■ Brief: Reproduce the data below line for line, without altering a single character.

■ Provided records:
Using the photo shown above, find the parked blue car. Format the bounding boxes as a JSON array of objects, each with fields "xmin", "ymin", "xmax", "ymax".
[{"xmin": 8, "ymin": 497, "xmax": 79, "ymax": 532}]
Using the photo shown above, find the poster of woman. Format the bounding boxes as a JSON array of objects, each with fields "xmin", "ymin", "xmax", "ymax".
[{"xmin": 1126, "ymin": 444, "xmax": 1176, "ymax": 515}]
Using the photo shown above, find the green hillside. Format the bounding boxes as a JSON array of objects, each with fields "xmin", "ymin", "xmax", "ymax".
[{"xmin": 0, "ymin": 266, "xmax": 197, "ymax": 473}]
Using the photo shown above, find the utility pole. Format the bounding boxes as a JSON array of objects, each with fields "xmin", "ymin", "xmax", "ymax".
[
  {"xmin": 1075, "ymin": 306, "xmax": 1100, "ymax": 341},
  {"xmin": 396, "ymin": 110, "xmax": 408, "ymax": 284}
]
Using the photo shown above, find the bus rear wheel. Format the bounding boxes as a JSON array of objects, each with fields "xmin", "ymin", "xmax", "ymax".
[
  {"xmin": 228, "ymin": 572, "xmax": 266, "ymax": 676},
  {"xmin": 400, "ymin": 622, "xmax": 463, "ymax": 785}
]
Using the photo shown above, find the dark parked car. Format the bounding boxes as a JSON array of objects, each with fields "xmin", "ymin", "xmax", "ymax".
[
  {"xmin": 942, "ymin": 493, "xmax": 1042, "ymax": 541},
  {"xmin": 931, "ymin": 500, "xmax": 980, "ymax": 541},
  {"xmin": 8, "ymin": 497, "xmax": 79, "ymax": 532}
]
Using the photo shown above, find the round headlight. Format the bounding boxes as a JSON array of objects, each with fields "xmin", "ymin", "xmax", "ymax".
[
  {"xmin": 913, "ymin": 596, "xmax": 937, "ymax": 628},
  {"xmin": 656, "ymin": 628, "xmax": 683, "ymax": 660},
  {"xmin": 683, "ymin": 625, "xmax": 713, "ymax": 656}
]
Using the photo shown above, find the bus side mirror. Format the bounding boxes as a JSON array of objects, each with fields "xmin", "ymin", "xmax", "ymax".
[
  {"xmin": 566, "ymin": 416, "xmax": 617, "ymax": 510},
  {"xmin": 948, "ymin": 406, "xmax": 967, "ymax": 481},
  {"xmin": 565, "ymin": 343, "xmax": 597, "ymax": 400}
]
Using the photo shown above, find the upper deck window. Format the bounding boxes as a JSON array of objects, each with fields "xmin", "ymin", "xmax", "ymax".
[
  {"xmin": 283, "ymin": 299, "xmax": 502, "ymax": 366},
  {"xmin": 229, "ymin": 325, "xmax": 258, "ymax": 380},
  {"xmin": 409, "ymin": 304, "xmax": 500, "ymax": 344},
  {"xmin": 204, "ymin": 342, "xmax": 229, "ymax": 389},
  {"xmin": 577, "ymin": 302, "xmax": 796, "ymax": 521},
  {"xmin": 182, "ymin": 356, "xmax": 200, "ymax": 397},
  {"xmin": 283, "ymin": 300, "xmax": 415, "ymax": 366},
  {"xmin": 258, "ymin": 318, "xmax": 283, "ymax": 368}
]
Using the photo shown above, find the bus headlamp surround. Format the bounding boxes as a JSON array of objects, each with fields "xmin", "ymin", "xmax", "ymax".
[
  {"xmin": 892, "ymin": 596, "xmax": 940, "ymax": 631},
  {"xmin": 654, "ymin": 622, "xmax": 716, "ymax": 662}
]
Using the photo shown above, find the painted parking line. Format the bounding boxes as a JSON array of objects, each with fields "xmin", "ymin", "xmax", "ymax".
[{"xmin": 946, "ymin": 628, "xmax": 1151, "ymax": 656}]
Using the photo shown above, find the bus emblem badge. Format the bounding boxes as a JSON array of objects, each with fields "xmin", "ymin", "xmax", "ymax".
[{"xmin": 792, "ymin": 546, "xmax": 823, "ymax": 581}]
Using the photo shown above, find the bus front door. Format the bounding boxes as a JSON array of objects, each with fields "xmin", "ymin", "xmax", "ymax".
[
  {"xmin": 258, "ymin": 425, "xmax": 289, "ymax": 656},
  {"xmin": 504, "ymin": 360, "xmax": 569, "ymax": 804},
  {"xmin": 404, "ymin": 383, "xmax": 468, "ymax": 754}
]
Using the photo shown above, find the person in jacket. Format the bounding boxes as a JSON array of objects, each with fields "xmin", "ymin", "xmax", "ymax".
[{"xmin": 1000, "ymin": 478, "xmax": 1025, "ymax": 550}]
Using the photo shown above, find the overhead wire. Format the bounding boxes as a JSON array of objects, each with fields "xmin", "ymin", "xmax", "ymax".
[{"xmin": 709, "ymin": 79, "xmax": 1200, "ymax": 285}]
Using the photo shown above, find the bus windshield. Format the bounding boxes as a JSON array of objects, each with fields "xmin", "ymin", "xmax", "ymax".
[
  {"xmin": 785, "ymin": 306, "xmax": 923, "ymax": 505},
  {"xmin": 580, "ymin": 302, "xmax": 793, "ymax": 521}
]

■ The completed task:
Using the photo shown above, find the parked blue car. Format the bounding boxes as a JSON array of objects, each with fields "xmin", "ymin", "xmax", "ymax".
[{"xmin": 8, "ymin": 497, "xmax": 79, "ymax": 532}]
Using the photo shown above, find the poster of woman. Format the bounding boxes as a JSON array of objects, each with fields "xmin", "ymin", "xmax", "ymax".
[{"xmin": 1126, "ymin": 444, "xmax": 1176, "ymax": 515}]
Using the photo shown above, find the green hillside. Format the bounding boxes as a JSON array of objects, each with fields "xmin", "ymin", "xmax", "ymax".
[{"xmin": 0, "ymin": 266, "xmax": 197, "ymax": 473}]
Using the photo shown above, find the utility pole. Format the bounding boxes as a JSON array of objects, each with fields "xmin", "ymin", "xmax", "ymax".
[
  {"xmin": 1075, "ymin": 306, "xmax": 1100, "ymax": 341},
  {"xmin": 396, "ymin": 110, "xmax": 408, "ymax": 284}
]
Using the photo shown above, find the bus rear wheel. Format the bounding boxes as a JSON array of objects, each with fields "xmin", "ymin", "xmax", "ymax".
[
  {"xmin": 228, "ymin": 572, "xmax": 266, "ymax": 676},
  {"xmin": 400, "ymin": 622, "xmax": 463, "ymax": 785}
]
Using the photo shown above, find the dark parked car. Format the bounding boxes as a JSON array of objects, each with fields "xmin", "ymin", "xmax", "ymax".
[
  {"xmin": 942, "ymin": 493, "xmax": 1042, "ymax": 541},
  {"xmin": 931, "ymin": 500, "xmax": 980, "ymax": 541},
  {"xmin": 8, "ymin": 497, "xmax": 79, "ymax": 532}
]
Using the photo shown above, find the round headlight. Format the bounding boxes as a JSON array of objects, each with fields "xmin", "ymin", "xmax", "ymax".
[
  {"xmin": 913, "ymin": 596, "xmax": 937, "ymax": 628},
  {"xmin": 656, "ymin": 628, "xmax": 683, "ymax": 660},
  {"xmin": 683, "ymin": 625, "xmax": 713, "ymax": 656}
]
Using the photo shown above, find the bus side mirror. Format the bounding boxes as a JSON array of objects, each with fields "xmin", "ymin", "xmax", "ymax".
[
  {"xmin": 566, "ymin": 416, "xmax": 617, "ymax": 510},
  {"xmin": 948, "ymin": 406, "xmax": 967, "ymax": 481},
  {"xmin": 565, "ymin": 343, "xmax": 597, "ymax": 400}
]
Using the photo shown above, find the upper deck window. Format the bounding boxes as a JSON array of objects, each with fields "xmin", "ymin", "xmax", "ymax".
[
  {"xmin": 283, "ymin": 299, "xmax": 502, "ymax": 366},
  {"xmin": 229, "ymin": 325, "xmax": 258, "ymax": 380},
  {"xmin": 409, "ymin": 304, "xmax": 500, "ymax": 344},
  {"xmin": 204, "ymin": 342, "xmax": 229, "ymax": 389},
  {"xmin": 577, "ymin": 302, "xmax": 796, "ymax": 521},
  {"xmin": 182, "ymin": 356, "xmax": 200, "ymax": 397},
  {"xmin": 283, "ymin": 300, "xmax": 415, "ymax": 366},
  {"xmin": 258, "ymin": 318, "xmax": 283, "ymax": 368}
]
Using the photo shown above, find the bus headlamp surround. Format the bounding boxes as a JSON array of objects, each with fields "xmin", "ymin", "xmax", "ymax".
[
  {"xmin": 892, "ymin": 596, "xmax": 940, "ymax": 631},
  {"xmin": 654, "ymin": 622, "xmax": 716, "ymax": 662}
]
Using the photo shown above, find the painted parking line. Format the bounding boxes as a JSON array of objects, each with fields "xmin", "ymin", "xmax", "ymax".
[{"xmin": 946, "ymin": 628, "xmax": 1151, "ymax": 656}]
Using the photo shown above, find the bus emblem badge. Format the bounding boxes as a JSON array of objects, each with fields "xmin", "ymin", "xmax", "ymax".
[{"xmin": 792, "ymin": 546, "xmax": 823, "ymax": 581}]
Using the photo shown above, find the bus front door. Format the bounding boxes as a JSON array of objects, each with fields "xmin", "ymin", "xmax", "ymax".
[
  {"xmin": 258, "ymin": 425, "xmax": 289, "ymax": 656},
  {"xmin": 504, "ymin": 360, "xmax": 569, "ymax": 804},
  {"xmin": 404, "ymin": 383, "xmax": 468, "ymax": 754}
]
Using the photo shown above, find the person in jacket. Format the bounding boxes as a JSON array of objects, each with fields "xmin", "ymin", "xmax", "ymax".
[{"xmin": 1000, "ymin": 478, "xmax": 1025, "ymax": 550}]
Using the photo shown above, find the overhead wire. Format the bounding boxes as a JSON array of objects, each with fields "xmin", "ymin", "xmax", "ymax".
[{"xmin": 709, "ymin": 79, "xmax": 1200, "ymax": 285}]
Using the photo shown above, find the bus windshield. Format the bounding boxes as a JSON array of objects, each with fields "xmin", "ymin", "xmax", "ymax".
[
  {"xmin": 785, "ymin": 306, "xmax": 923, "ymax": 505},
  {"xmin": 580, "ymin": 302, "xmax": 793, "ymax": 521}
]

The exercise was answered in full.